- Requirement
Lines below containing the word "crumpled" should be copied out.

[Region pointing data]
# # # # #

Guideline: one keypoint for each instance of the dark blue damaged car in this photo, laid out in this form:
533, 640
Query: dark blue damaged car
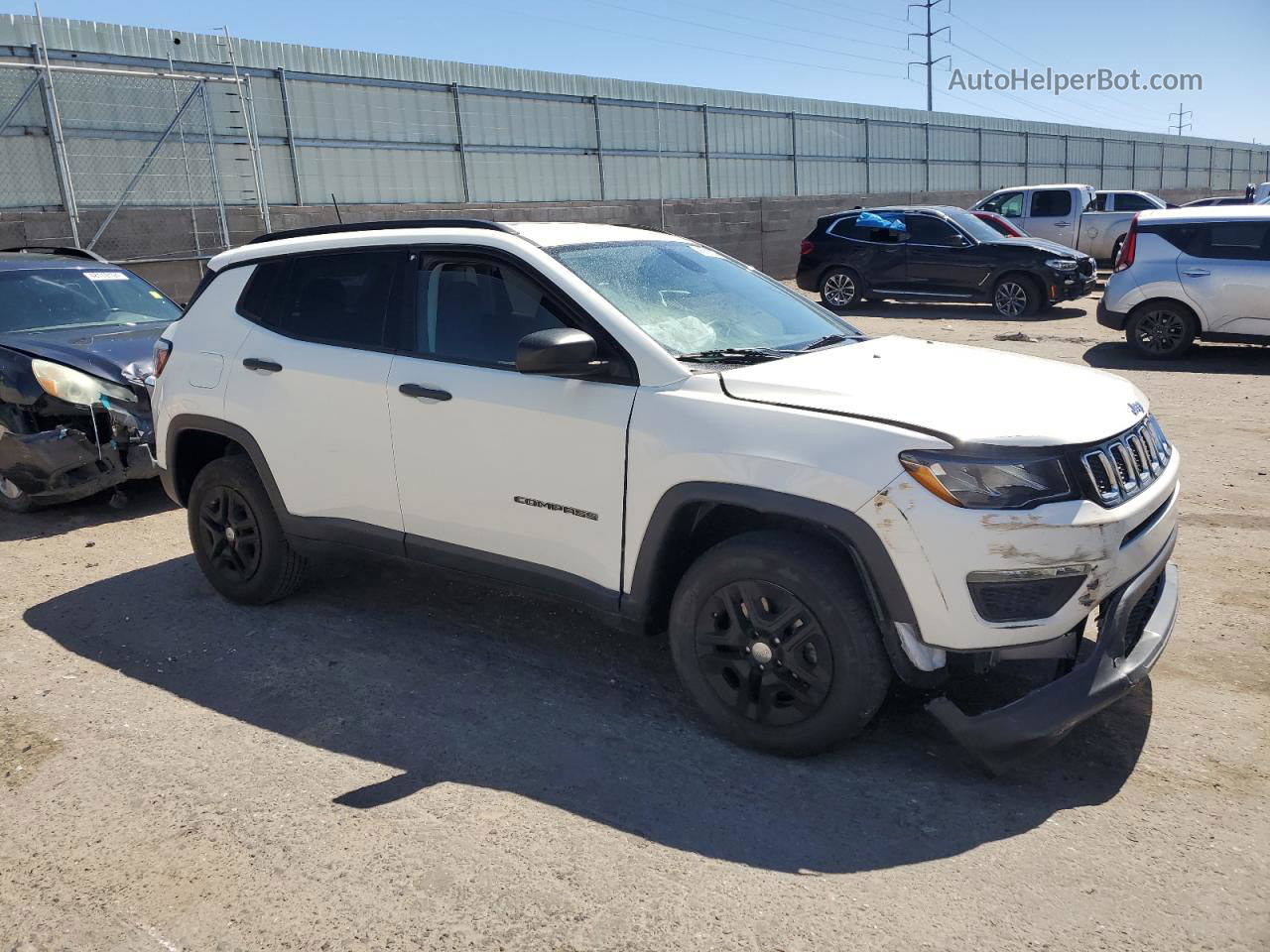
76, 344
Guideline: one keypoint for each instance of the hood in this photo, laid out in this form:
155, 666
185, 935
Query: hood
1051, 248
114, 352
960, 394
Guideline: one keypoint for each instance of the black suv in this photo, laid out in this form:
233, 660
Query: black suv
76, 344
938, 253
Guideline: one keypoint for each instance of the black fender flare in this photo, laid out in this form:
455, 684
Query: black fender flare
185, 422
651, 588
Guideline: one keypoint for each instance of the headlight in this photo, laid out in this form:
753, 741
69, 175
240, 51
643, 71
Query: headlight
988, 484
75, 386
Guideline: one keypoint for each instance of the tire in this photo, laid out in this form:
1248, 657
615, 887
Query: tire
236, 536
13, 499
1160, 331
839, 287
731, 611
1016, 296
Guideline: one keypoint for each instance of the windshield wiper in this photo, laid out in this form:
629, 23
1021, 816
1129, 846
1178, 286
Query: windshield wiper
826, 340
735, 354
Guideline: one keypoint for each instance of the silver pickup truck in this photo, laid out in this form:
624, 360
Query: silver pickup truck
1064, 213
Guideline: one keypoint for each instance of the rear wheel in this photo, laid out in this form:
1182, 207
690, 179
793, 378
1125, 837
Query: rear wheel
774, 639
1160, 331
1016, 296
839, 287
236, 536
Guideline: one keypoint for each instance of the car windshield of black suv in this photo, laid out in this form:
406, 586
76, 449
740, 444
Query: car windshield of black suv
699, 303
975, 227
53, 298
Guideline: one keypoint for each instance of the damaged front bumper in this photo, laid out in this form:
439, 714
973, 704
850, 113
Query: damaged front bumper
75, 461
1134, 626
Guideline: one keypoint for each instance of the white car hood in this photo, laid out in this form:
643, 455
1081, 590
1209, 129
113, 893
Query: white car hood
965, 393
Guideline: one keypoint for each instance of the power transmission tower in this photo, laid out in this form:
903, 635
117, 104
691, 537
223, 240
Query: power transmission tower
1179, 126
929, 62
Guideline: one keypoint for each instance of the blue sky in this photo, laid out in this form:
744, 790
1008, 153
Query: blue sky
851, 51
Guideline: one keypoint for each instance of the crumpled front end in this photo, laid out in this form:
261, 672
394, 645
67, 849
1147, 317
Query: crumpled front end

# # # # #

- Solution to the problem
Guideline: one keypoint for each instance of the crumpled front end in this photo, laid out in this form:
Query: crumpled front end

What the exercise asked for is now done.